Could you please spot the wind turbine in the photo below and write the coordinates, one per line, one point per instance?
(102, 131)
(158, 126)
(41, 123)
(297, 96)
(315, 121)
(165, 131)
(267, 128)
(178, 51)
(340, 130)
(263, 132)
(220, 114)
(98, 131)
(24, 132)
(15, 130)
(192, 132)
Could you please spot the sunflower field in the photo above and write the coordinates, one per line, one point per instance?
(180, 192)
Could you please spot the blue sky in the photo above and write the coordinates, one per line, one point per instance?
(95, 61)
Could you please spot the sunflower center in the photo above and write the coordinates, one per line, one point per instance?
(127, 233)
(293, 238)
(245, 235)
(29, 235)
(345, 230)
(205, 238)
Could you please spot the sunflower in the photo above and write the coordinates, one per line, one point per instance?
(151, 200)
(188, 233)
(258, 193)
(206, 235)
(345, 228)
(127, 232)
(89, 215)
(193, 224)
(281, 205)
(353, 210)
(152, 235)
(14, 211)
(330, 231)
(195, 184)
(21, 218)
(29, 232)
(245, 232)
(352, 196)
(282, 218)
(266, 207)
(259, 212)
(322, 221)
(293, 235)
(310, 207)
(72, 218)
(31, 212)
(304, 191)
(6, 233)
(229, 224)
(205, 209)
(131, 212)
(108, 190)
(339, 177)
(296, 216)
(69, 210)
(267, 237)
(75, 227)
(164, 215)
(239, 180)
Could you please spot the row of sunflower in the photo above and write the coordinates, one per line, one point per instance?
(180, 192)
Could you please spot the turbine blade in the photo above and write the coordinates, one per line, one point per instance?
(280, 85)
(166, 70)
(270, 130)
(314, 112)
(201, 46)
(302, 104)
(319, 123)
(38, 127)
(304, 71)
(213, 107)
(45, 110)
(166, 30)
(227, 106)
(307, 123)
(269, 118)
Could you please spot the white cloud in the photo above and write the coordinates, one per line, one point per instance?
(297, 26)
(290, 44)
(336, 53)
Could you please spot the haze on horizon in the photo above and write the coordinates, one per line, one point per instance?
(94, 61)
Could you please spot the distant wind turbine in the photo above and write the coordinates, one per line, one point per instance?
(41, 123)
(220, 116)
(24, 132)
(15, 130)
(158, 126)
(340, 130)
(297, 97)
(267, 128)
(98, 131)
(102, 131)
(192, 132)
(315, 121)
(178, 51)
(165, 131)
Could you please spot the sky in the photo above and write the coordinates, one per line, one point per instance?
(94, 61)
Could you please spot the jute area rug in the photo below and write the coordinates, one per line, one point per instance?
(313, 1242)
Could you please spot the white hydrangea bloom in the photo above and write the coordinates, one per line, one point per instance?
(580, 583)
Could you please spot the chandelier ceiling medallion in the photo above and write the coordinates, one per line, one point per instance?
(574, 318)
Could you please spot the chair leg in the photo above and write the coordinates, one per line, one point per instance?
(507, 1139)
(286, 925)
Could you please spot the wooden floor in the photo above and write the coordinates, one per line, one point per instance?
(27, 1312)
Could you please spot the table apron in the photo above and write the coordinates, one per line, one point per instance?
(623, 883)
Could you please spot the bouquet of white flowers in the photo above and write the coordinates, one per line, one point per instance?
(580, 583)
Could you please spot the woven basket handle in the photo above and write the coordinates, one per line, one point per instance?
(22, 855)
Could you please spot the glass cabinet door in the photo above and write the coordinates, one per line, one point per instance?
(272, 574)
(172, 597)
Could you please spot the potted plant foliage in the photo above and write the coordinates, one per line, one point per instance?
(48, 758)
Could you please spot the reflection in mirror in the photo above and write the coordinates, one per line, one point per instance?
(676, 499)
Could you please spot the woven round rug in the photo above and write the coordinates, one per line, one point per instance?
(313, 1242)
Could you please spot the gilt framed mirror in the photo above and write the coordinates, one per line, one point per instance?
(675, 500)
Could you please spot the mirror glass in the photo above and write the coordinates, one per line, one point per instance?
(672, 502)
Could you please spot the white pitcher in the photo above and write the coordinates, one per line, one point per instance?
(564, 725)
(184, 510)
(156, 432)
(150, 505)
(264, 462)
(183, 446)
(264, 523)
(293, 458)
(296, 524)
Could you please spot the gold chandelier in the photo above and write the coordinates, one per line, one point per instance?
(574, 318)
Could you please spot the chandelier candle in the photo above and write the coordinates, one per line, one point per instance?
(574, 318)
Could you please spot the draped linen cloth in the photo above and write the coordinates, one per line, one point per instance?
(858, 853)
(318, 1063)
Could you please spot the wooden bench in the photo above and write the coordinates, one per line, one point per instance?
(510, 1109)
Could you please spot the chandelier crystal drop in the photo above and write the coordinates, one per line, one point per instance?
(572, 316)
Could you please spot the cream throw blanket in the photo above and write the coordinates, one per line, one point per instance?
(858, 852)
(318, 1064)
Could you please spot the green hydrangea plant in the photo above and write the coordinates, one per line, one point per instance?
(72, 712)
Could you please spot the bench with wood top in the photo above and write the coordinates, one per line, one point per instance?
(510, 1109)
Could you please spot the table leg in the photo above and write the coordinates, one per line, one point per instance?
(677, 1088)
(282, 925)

◆ **Description of the task**
Reproduce every record word for word.

◆ **Answer for the task**
Could you please spot the wind turbine in the photo below and write the coordinates, one per line, one point per instance?
(102, 131)
(158, 126)
(41, 123)
(297, 96)
(315, 121)
(165, 131)
(267, 128)
(178, 51)
(340, 130)
(263, 132)
(220, 114)
(98, 131)
(24, 132)
(15, 130)
(192, 132)
Could you please spot the sunflower field in the photo above and write the coordinates, one per line, one point per instance?
(180, 192)
Could you please spot the blue sky in the photo above and write the coordinates, one per line, one point per instance?
(95, 61)
Could you please spot the sunflower center in the photo above and write the coordinates, one per line, one point per instance?
(127, 233)
(293, 238)
(245, 235)
(29, 235)
(345, 230)
(205, 238)
Could you please spot the sunflower in the photo above and write the coordinates, one per line, one point per instance?
(151, 200)
(188, 233)
(258, 193)
(206, 235)
(345, 228)
(127, 232)
(89, 215)
(193, 224)
(281, 205)
(353, 210)
(152, 235)
(14, 211)
(330, 231)
(195, 184)
(21, 218)
(29, 232)
(245, 232)
(352, 196)
(282, 218)
(266, 207)
(259, 212)
(322, 221)
(293, 235)
(310, 207)
(72, 218)
(31, 212)
(304, 191)
(6, 233)
(229, 224)
(205, 209)
(131, 212)
(108, 190)
(339, 177)
(296, 216)
(69, 210)
(267, 237)
(75, 227)
(164, 215)
(239, 180)
Could you please spot the row of sunflower in the photo above and write the coordinates, one per line, one point per instance?
(180, 192)
Could you please spot the turbine blade in the photo above and write the coordinates, one per line, one point per instance?
(280, 85)
(166, 70)
(270, 130)
(314, 112)
(201, 46)
(302, 104)
(319, 123)
(38, 127)
(304, 71)
(213, 107)
(45, 110)
(166, 30)
(227, 106)
(307, 123)
(269, 118)
Could you please spot the white cloud in the photo above and write the coordinates, one per line, one point per instance?
(297, 26)
(290, 44)
(336, 53)
Could you please spot the haze on horizon in the photo above and write the coordinates, one per line, one point per instance?
(94, 61)
Could you please spot the distant wind turbine in the photo above and write the coordinates, one per line, one point per instance?
(41, 123)
(220, 116)
(24, 132)
(15, 130)
(158, 126)
(340, 130)
(297, 97)
(267, 128)
(98, 131)
(102, 131)
(192, 132)
(315, 121)
(178, 51)
(165, 131)
Could you please spot the sky in the photo above and write the coordinates, one per line, one point per instance?
(94, 61)
Could you please spot the jute area rug in the photo below and write the coordinates, one per line, one point per instance?
(313, 1242)
Could you please spot the white hydrangea bloom in the photo above and write the coordinates, one per line, one point per instance?
(580, 583)
Could you please spot the chandelier ceiling medallion in the photo above and write the coordinates, one per line, one point per instance?
(574, 318)
Could you please spot the chair leg in the photo above and write the coordinates, one per line, one point per instance?
(507, 1139)
(286, 925)
Could you please spot the wooden floor in the photo above and write the coordinates, one per line, one point per instance?
(27, 1312)
Could you please spot the table apron in the photo above and write the coordinates, one per line, one point per instance?
(623, 883)
Could you please spot the bouquet of white flowers in the photo above and write the coordinates, one per line, one point per instance?
(580, 583)
Could you please spot the woven basket handle in the photo above and write the coordinates, one per line, one point per instance?
(22, 855)
Could you please spot the glass cabinet door in the photo above and write the coordinates, one per line, one point per instance?
(272, 574)
(172, 597)
Could you please spot the potted plant foliage in the photo above and write the coordinates, one per line, one point per instance?
(48, 758)
Could you please spot the reflection in mirror in the photo above and write the coordinates, one per line, one point per instance?
(676, 499)
Could you please spot the woven round rug in the photo above and write the coordinates, one per line, one point per instance?
(313, 1242)
Could you please spot the gilt framed mirror in the photo above and write the coordinates, one per line, one point per instance?
(675, 500)
Could you please spot the mirror glass in the photo above and write the coordinates, one per line, one point per instance?
(672, 502)
Could you please spot the white pitcher in the photo above and write the coordinates, one per line, one point per instance?
(564, 725)
(184, 510)
(156, 432)
(150, 505)
(264, 462)
(183, 446)
(264, 523)
(293, 458)
(296, 524)
Could you please spot the gold chandelier in the photo above and write the coordinates, one per line, one point per instance?
(574, 318)
Could you please spot the chandelier candle in the photo above and write the coordinates, one per line, one point per instance?
(574, 318)
Could you please spot the draped linen cloth in the photo above and write the coordinates, one per line, one point per instance?
(858, 853)
(318, 1063)
Could you please spot the wooden bench in the photo above and write the coordinates, one per line, one point per instance?
(510, 1109)
Could you please spot the chandelier crystal drop in the photo above and write the coordinates, one per line, one point per instance?
(572, 316)
Could you please spot the cream throw blanket in the photo above and write the coordinates, one per line, one point per instance?
(858, 852)
(318, 1064)
Could you please spot the green hydrangea plant in the photo above and write the coordinates, one per line, one point per instance?
(72, 712)
Could you please spot the bench with wood top in the photo above and write the coordinates, one per line, one point per instance?
(510, 1109)
Could you please spot the table leg in the photo above and write the coordinates, one per line, one point per instance?
(677, 1088)
(282, 925)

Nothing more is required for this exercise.